Top of Material for this task

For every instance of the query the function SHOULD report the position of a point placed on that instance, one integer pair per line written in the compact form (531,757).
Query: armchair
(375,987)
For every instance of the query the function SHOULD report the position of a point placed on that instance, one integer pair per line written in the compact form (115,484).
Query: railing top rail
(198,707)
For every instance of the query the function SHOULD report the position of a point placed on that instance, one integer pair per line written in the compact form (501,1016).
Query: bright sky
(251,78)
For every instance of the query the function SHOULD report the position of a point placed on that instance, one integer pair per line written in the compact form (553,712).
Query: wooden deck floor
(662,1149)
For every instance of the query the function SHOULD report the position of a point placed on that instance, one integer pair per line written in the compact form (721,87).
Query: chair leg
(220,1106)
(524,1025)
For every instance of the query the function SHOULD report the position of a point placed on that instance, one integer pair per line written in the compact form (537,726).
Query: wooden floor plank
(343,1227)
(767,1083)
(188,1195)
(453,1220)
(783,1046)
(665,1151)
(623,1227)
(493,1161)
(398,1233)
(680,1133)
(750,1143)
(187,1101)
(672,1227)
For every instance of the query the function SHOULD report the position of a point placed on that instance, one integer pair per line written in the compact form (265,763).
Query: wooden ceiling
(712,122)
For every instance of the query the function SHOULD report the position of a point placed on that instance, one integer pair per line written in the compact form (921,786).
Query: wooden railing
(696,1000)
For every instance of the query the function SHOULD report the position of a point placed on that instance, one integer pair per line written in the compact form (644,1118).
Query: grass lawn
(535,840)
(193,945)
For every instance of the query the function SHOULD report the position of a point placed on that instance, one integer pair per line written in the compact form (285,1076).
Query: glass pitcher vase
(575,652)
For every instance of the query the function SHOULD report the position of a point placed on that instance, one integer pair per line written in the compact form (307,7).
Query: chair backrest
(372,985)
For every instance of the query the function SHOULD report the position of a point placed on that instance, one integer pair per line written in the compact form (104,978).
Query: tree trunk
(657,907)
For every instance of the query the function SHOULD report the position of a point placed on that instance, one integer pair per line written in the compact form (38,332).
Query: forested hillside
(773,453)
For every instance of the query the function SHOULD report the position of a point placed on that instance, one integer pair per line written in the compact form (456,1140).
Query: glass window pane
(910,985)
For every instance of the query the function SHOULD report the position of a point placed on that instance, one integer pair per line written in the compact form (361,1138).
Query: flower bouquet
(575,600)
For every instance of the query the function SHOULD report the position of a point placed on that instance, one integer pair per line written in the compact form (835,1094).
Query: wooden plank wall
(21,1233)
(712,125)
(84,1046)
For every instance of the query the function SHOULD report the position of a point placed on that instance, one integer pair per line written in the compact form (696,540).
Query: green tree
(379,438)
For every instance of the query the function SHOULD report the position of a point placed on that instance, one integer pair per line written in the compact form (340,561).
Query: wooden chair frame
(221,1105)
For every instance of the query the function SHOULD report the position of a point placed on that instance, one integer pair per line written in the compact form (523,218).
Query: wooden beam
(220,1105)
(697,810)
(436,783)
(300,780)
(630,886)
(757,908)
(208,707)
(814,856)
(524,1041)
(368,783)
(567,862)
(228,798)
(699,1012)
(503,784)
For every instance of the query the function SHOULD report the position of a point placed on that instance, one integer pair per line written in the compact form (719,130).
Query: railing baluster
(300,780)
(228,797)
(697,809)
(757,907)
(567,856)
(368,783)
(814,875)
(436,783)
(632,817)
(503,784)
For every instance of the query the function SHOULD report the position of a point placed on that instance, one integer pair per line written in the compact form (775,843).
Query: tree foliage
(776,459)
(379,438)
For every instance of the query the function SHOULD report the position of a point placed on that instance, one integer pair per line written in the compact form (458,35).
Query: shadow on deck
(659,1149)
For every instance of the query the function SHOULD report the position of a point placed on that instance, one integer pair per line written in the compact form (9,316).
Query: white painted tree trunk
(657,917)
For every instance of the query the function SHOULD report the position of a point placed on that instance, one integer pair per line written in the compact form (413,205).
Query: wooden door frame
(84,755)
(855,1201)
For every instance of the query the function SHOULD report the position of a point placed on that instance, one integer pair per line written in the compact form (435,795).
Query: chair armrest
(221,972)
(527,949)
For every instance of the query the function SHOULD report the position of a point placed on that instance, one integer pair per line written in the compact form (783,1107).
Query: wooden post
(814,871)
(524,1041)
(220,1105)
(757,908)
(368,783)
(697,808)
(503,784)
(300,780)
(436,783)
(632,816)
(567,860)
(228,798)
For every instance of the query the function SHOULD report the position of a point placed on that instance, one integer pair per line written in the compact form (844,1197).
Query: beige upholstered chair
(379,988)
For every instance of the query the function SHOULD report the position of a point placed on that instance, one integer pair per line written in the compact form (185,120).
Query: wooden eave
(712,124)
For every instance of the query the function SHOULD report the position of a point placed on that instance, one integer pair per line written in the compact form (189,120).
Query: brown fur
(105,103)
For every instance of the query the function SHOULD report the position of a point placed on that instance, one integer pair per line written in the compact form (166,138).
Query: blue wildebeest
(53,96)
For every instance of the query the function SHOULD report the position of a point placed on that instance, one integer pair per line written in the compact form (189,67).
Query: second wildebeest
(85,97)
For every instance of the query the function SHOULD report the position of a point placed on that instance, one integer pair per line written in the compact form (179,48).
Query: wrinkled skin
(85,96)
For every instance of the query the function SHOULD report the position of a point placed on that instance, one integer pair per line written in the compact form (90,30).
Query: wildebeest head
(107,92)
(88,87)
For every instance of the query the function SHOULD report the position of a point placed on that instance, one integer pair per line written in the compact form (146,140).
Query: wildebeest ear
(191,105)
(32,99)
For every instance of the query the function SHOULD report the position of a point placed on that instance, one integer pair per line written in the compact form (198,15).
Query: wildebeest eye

Bottom of Material for this task

What is expected: The records above need to be transcribed in full. Keep every character unchanged.

Result:
For every instance of the query the function SHOULD report the position of a point placed on that instance, one integer pair per line written in the compact form (531,757).
Query: armchair
(375,987)
For every instance of the query the function SHOULD report the position of a point placed on that instance, one integer pair per line written in the compact form (115,484).
Query: railing top rail
(198,707)
For every instance of the query the function SHOULD report the position of a point placed on that instance, one integer pair per line written in the compact form (501,1016).
Query: bright sky
(251,78)
For every instance of the query the function SHOULD report the position of a point placed on that instance, one integer pair per line written in the compact form (553,712).
Query: wooden deck floor
(662,1149)
For every instance of the query the function SHOULD report the position of a point placed on that instance, one integer pair per line written in the compact form (721,87).
Query: chair leg
(220,1106)
(524,1025)
For every instance of the query the function SHOULD report the position of a point placed on that instance, one integer pair per line written in the compact form (537,726).
Query: wooden floor plank
(343,1227)
(767,1083)
(188,1195)
(453,1220)
(783,1046)
(665,1151)
(623,1227)
(493,1161)
(398,1233)
(680,1133)
(750,1143)
(187,1101)
(672,1227)
For every instance of the query the function SHOULD report the position of a point placed on that instance, one integer pair per line written in the compact form (265,763).
Query: wooden ceiling
(712,122)
For every instance of the query the function SHOULD report the position of a point placed on that instance, one integer pair per line written in the compact form (921,786).
Query: wooden railing
(696,1000)
For every instance of the query the function SHOULD report the position of a point placed on that instance, one integer pair per line written in the compact form (644,1118).
Query: grass lawn
(535,840)
(193,945)
For every instance of the query the function SHOULD report the position of a point placed on that instance, one integer pair per line written in the compact form (285,1076).
Query: glass pitcher vase
(575,652)
For every instance of the query the function SHOULD report the position of a point placed on that instance, one integer pair per line written in the compact form (307,7).
Query: chair backrest
(372,985)
For every instance of the query the function SHOULD report the position of a point placed on that instance, one integer pair per line written in the compact form (104,978).
Query: tree trunk
(657,907)
For every instance of the query the function SHOULD report the position of a point placed on that instance, one integer pair per line written in the compact form (38,332).
Query: forested hillside
(773,453)
For every instance of the query the function SHOULD report the position of a point placed on that instance, one integer pair per line written in the compact form (456,1140).
Query: glass window pane
(910,985)
For every instance of the query the function SHOULD report the position of a point placed on that instance, one integer pair per line written in the compact form (361,1138).
Query: flower bouquet
(575,600)
For every instance of the query the function SHOULD report the position of a point placed on that instance, one integer pair per line written in the compact form (835,1094).
Query: wooden plank wall
(21,1233)
(712,125)
(84,1046)
For every instance of the query the function SHOULD report the position of a point placed on that instance, one integer pair per line written in the compact form (696,540).
Query: green tree
(379,438)
For every instance of the query the function SHOULD report the position of a point placed on that instance, one integer pair per line written in the compact form (340,561).
Query: wooden chair frame
(221,1105)
For every instance of the query the function SHOULD report the position of a point placed on that instance, one integer pair per line written in the compact form (523,218).
Query: wooden beam
(220,1105)
(697,810)
(436,783)
(300,780)
(630,886)
(757,908)
(208,707)
(814,856)
(524,1041)
(368,783)
(567,862)
(228,798)
(699,1012)
(503,784)
For every instance of the query the function SHOULD report the position of a point placed on that instance, one integer pair per line written in the compact form (719,130).
Query: railing baluster
(300,780)
(228,797)
(697,809)
(757,907)
(567,856)
(368,783)
(814,875)
(436,783)
(632,817)
(503,784)
For every instance of the query the function SHOULD report the position of a point placed on that instance, one integer pair per line written in the compact form (775,843).
Query: tree foliage
(776,459)
(379,438)
For every instance of the query the function SHOULD report the position of a point placed on that instance, one integer pair per line written in the compact form (458,35).
Query: shadow on deck
(659,1149)
For every instance of the query the function SHOULD report the position of a point placed on that instance, one integer pair per line written in the compact form (9,316).
Query: white painted tree trunk
(657,917)
For every instance of the query the function SHOULD report the position of a point placed on that instance, one integer pair per line written in the compact form (413,205).
Query: wooden door frame
(84,755)
(855,1201)
For every instance of the query the function SHOULD report the position of a point placed on that instance, one integer pair per line written in the compact form (435,795).
Query: chair armrest
(221,972)
(527,949)
For every instance of the query the function SHOULD report the position of a point placed on that instance, one integer pair per line written in the compact form (783,1107).
Query: wooden post
(814,871)
(524,1041)
(220,1105)
(757,908)
(368,783)
(697,808)
(503,784)
(300,780)
(436,783)
(632,816)
(567,860)
(228,798)
For every instance of the query the function SHOULD report the position of a point placed on that instance, one integer pair per line written in the compact form (844,1197).
Query: beige upholstered chair
(379,988)
For every instance of the query the function SHOULD report the position of a point placed on that instance, one integer pair per line written in the compact form (185,120).
Query: wooden eave
(712,124)
For every instance of the query the function SHOULD report the position of a point placed on that instance, one integer pair per line written in the compact form (189,120).
Query: brown fur
(105,103)
For every instance of the query the function SHOULD report the position of a point placed on that instance, one integer pair per line written in the compact form (166,138).
Query: blue wildebeest
(53,96)
For every instance of the query the function SHOULD report the position of a point placed on that instance, one integer pair per line written in the compact form (189,67).
Query: second wildebeest
(85,97)
For every instance of the query the function SHOULD report the position of a point placed on that instance, one integer pair per line written in the compact form (179,48).
Query: wrinkled skin
(85,96)
For every instance of the query the function SHOULD report the position of a point placed on that instance, one integer pair per line written in the compact form (90,30).
Query: wildebeest head
(107,92)
(88,87)
For every instance of the query the function SHOULD report the position of a point placed on that instance, one integer pair per line written in the compact form (146,140).
Query: wildebeest ear
(191,105)
(32,99)
For every instance of the query the function SHOULD report the position of a point placed on that instance, one integer pair per line written in the compact form (198,15).
Query: wildebeest eye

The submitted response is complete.